(Text block Opens)

Remains of White Woman Found, Black Who was Found with Her Stolen Car Likely Killed Her

WRAL
November 19, 2013

Marcella Ann Thompson, her life snuffed out by a car-jacking simian excuse for an American.
Marcella Ann Thompson. Imagine waiting for you wife to come home, waiting with your little baby, and it gets later and later, and she just never arrives. Just sit and think for a minute what that would feel like.

Police said Friday that human remains found Tuesday off railroad tracks south of downtown Fayetteville are those of a Fayetteville woman who has been missing for two months.

Marcella Anne Thompson, 39, was last seen leaving her home on Sept. 23 to run errands. Her car was found on Oct. 1 when a man crashed it while fleeing police.

A man walking along a rail line that parallels Winslow Street spotted the remains Tuesday afternoon about 5 feet off the tracks near the Southern Avenue intersection, police said. He reported the find to employees in a nearby Aberdeen & Rockfish Railroad office, and they called police.

(Text block Closes)
(Raw data Opens)

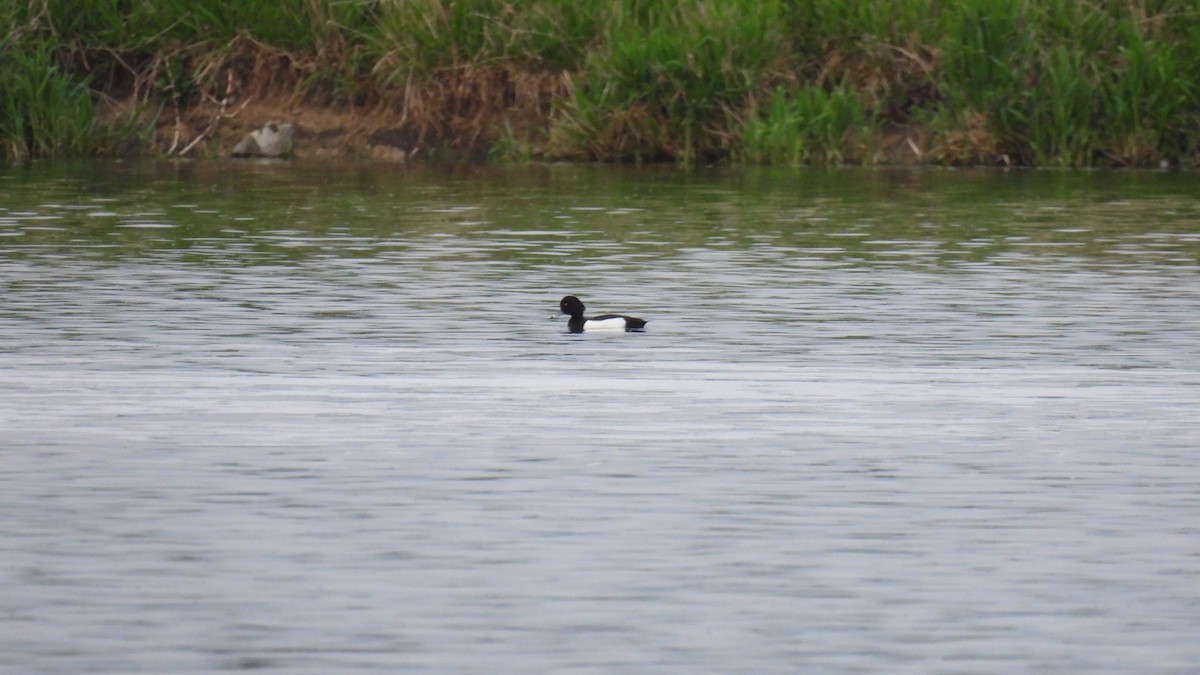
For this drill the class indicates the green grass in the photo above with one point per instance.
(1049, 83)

(Raw data Closes)
(Raw data Opens)

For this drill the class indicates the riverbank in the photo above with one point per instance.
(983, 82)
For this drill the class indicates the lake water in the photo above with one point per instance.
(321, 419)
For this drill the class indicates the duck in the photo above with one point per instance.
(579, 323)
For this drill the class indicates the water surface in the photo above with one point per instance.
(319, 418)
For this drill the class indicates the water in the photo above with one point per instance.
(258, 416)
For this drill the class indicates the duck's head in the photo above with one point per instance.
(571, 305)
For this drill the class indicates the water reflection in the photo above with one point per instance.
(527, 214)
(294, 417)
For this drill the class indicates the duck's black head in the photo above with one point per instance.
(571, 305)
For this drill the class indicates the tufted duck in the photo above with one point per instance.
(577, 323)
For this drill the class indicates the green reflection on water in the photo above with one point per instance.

(Raw data Closes)

Tasks to perform |
a) Answer these questions from the article, one per line:
(i) How old was the missing woman?
(ii) On what date was she last seen leaving her home?
(iii) Whom did the man who spotted the remains tell about them?
b) Rename "errands" as "chores" in the article, and write out everything from "Police said Friday" down to "while fleeing police." with that change.
c) Turn the article's paragraph starting "A man walking along a rail line" into a short list that keeps its main facts.
The data above have nothing to do with the article.

Task solutions |
a)
(i) 39
(ii) Sept. 23
(iii) Employees in a nearby Aberdeen & Rockfish Railroad office

b)
Police said Friday that human remains found Tuesday off railroad tracks south of downtown Fayetteville are those of a Fayetteville woman who has been missing for two months.

Marcella Anne Thompson, 39, was last seen leaving her home on Sept. 23 to run chores. Her car was found on Oct. 1 when a man crashed it while fleeing police.

c)
- A man walking along a rail line parallel to Winslow Street spotted the remains Tuesday afternoon.
- They lay about 5 feet off the tracks near the Southern Avenue intersection.
- He told employees in a nearby Aberdeen & Rockfish Railroad office.
- They called police.